Activity: Report each line of the records below that holds the word "window".
^^^^^^^^
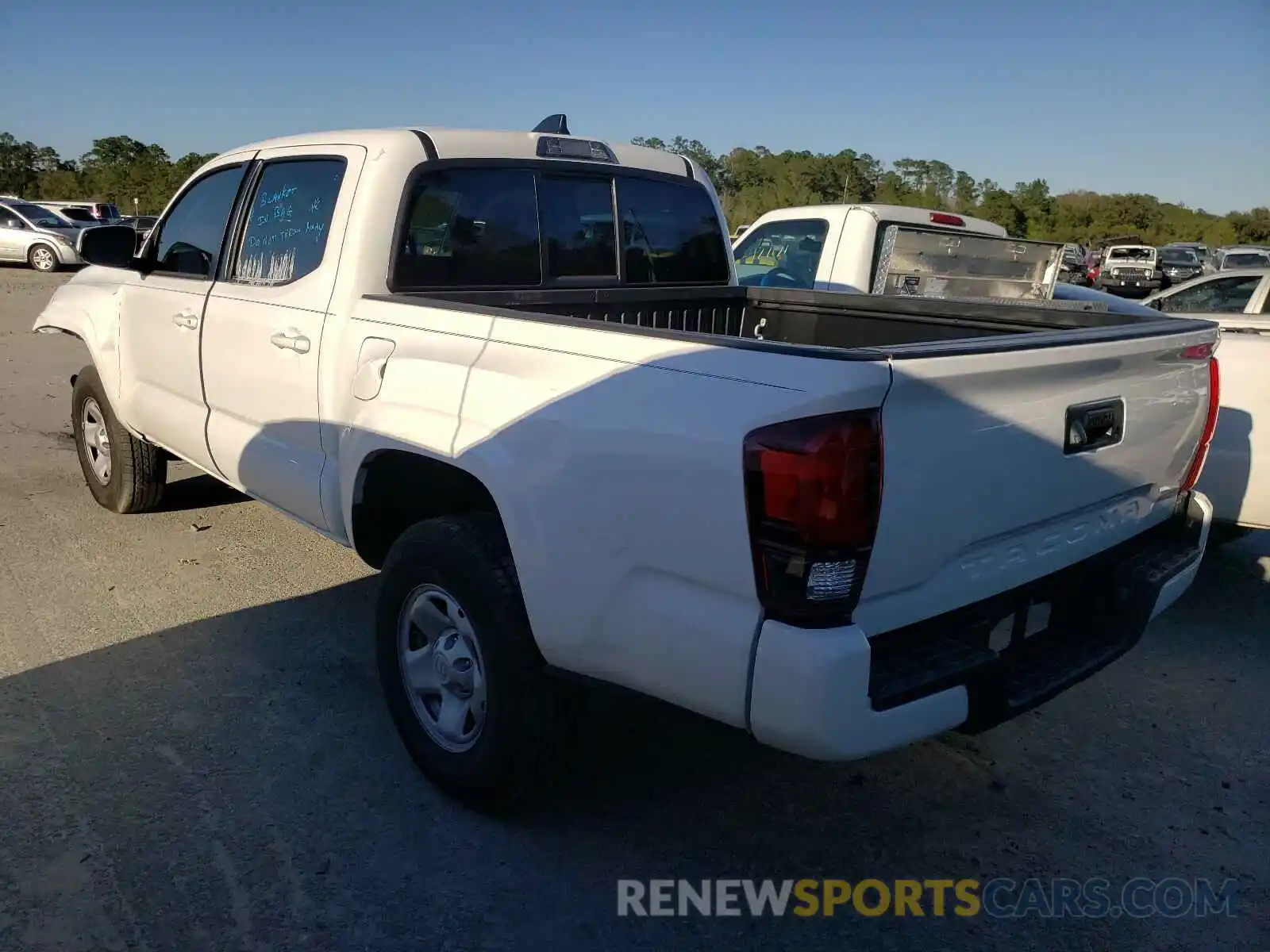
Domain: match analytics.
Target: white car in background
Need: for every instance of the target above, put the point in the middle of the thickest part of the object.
(31, 232)
(1241, 257)
(1237, 475)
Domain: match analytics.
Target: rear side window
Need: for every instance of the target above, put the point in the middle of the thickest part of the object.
(671, 234)
(470, 228)
(289, 221)
(781, 254)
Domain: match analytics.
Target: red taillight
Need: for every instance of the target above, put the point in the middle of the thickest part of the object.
(1214, 401)
(813, 490)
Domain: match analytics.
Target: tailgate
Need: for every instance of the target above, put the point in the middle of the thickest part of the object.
(982, 490)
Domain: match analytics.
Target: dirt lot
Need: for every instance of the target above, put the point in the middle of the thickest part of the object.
(194, 755)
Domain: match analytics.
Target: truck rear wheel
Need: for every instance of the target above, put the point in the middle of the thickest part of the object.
(124, 474)
(44, 258)
(460, 670)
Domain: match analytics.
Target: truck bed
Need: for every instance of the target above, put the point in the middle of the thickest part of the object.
(850, 325)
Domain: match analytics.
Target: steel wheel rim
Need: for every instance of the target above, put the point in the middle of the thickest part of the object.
(97, 441)
(442, 668)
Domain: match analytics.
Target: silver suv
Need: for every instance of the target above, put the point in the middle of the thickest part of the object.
(32, 234)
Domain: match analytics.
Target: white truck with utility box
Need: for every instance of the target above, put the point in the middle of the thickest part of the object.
(516, 372)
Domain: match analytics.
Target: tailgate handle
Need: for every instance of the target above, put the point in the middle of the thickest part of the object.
(1094, 425)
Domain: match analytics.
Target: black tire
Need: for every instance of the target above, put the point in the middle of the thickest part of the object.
(137, 470)
(44, 258)
(530, 716)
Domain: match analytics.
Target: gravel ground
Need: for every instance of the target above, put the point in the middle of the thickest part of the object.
(194, 755)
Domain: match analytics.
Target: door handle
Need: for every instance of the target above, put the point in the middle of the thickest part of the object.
(291, 340)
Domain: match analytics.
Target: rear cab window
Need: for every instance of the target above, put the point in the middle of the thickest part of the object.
(540, 225)
(781, 254)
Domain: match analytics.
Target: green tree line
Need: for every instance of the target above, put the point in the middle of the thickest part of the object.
(749, 182)
(755, 181)
(117, 169)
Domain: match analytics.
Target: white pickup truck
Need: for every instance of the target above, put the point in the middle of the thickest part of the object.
(516, 372)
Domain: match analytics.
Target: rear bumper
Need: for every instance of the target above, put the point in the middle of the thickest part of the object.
(1130, 283)
(837, 695)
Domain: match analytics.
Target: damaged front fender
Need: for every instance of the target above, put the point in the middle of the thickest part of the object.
(88, 308)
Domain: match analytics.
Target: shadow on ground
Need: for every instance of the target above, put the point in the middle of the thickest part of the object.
(198, 492)
(237, 784)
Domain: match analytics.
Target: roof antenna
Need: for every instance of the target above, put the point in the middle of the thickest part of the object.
(556, 125)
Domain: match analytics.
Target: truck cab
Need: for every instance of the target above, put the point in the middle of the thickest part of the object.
(886, 249)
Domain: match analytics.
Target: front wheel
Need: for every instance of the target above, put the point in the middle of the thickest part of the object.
(124, 474)
(44, 258)
(460, 670)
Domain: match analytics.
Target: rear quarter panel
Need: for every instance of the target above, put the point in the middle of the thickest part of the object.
(88, 308)
(1237, 473)
(616, 465)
^^^^^^^^
Exercise answer:
Target: rear side window
Target: rear cab window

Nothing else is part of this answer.